### WAS ZU TUN IST
Wiederhole den folgenden Text über den Gedenkort mit der Namensstruktur vollständig und ohne jede Änderung.

### AUSZUG AUS QUELLE
┄┄┄┄┄┄┄┄┄┄
Es war uns ein Bedürfnis die Namen der 137 Kinder und der 11 Betreuer und Betreuerinnen, die die Kinder freiwillig begleitet haben, als zentrales skulpturales Element des Gedenkortes zu materialisieren. Wir entwickelten die Namensstruktur als eine sich selbsttragende Konstruktion aus dreidimensionalen Buchstaben, die sich in ihrer Verdichtung berühren und so das gesamte Geflecht zusammenhalten. Die Buchstaben bilden Namen und Alter der Opfer. Durch das reliefhafte Volumen der Namensstruktur und die Materialität des gewählten Aluminiumgusses wird den bezeichneten Menschen eine Körperlichkeit verliehen.
Einziges authentisches bauliches Zeugnis dieser Einrichtung für jüdische Waisenkinder ist das Mauerfragment im jetzigen ersten Hof in der Schönhauser Allee 162. Die Namensstruktur steht direkt vor dieser Mauer auf dem Boden. Die Mauer ist das historische Gedächtnis des Ortes und stützt und schützt optisch die Namen der Menschen, die im November 1942 an ihr entlang abgeführt, deportiert und ermordet wurden. Die Namensstruktur steht mit ihren Eigenschaften metaphorisch für Gemeinschaftlichkeit, Verbundenheit, Mitgefühl und Geborgenheit. Diese Qualitäten zeichneten die Baruch-Auerbach ́schen-Waisen-Erziehungsanstalten für jüdische Knaben und Mädchen aus.
┄┄┄┄┄┄┄┄┄┄
### AUSZÜGE AUS DATENSÄTZEN
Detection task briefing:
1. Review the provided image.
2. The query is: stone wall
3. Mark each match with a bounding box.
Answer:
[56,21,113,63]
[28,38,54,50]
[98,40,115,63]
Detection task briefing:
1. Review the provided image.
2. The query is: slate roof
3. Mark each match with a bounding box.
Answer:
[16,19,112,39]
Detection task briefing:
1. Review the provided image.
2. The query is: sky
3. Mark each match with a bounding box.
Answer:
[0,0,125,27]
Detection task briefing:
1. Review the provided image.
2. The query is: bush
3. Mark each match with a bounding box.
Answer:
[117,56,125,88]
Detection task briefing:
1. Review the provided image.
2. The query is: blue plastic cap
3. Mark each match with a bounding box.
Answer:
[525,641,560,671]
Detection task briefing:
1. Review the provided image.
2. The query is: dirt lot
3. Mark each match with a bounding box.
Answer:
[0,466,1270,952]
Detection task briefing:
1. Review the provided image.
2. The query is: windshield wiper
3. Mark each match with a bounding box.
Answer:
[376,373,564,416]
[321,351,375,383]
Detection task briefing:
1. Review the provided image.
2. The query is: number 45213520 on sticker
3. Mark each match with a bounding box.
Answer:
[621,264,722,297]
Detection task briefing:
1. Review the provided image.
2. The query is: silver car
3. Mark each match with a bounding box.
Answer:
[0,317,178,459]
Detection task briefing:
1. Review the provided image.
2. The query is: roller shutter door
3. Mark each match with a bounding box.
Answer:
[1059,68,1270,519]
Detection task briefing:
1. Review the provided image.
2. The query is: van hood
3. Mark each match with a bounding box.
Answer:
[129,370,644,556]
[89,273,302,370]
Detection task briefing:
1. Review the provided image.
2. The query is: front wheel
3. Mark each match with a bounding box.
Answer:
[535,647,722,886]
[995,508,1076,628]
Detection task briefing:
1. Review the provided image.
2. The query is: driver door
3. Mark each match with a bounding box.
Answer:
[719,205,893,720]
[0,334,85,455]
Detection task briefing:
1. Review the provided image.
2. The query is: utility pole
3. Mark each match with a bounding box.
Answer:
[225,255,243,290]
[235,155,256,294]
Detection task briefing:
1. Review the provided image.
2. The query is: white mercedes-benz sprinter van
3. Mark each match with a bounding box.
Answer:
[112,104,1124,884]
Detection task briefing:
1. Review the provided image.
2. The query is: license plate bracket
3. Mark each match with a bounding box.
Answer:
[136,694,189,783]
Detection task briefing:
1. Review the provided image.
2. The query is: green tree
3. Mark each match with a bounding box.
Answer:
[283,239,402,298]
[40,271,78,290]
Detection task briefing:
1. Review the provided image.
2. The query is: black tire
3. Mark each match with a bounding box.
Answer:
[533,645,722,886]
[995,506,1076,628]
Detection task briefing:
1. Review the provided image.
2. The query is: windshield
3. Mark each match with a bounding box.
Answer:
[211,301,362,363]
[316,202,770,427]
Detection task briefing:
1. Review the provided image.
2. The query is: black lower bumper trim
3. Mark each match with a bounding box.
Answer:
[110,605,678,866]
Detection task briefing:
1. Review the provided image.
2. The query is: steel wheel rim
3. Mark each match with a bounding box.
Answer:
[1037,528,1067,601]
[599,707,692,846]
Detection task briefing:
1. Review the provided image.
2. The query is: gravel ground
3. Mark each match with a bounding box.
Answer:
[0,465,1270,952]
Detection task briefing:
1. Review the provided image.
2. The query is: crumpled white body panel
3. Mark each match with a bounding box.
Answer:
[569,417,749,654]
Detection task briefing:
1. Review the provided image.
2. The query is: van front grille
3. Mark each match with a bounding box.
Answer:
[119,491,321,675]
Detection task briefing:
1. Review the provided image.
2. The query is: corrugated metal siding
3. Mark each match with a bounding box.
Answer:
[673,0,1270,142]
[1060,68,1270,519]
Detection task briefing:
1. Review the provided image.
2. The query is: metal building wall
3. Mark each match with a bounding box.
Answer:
┄┄┄┄┄┄┄┄┄┄
### ANTWORT ZUR AUFGABE
Es war uns ein Bedürfnis die Namen der 137 Kinder und der 11 Betreuer und Betreuerinnen, die die Kinder freiwillig begleitet haben, als zentrales skulpturales Element des Gedenkortes zu materialisieren. Wir entwickelten die Namensstruktur als eine sich selbsttragende Konstruktion aus dreidimensionalen Buchstaben, die sich in ihrer Verdichtung berühren und so das gesamte Geflecht zusammenhalten. Die Buchstaben bilden Namen und Alter der Opfer. Durch das reliefhafte Volumen der Namensstruktur und die Materialität des gewählten Aluminiumgusses wird den bezeichneten Menschen eine Körperlichkeit verliehen.
Einziges authentisches bauliches Zeugnis dieser Einrichtung für jüdische Waisenkinder ist das Mauerfragment im jetzigen ersten Hof in der Schönhauser Allee 162. Die Namensstruktur steht direkt vor dieser Mauer auf dem Boden. Die Mauer ist das historische Gedächtnis des Ortes und stützt und schützt optisch die Namen der Menschen, die im November 1942 an ihr entlang abgeführt, deportiert und ermordet wurden. Die Namensstruktur steht mit ihren Eigenschaften metaphorisch für Gemeinschaftlichkeit, Verbundenheit, Mitgefühl und Geborgenheit. Diese Qualitäten zeichneten die Baruch-Auerbach ́schen-Waisen-Erziehungsanstalten für jüdische Knaben und Mädchen aus.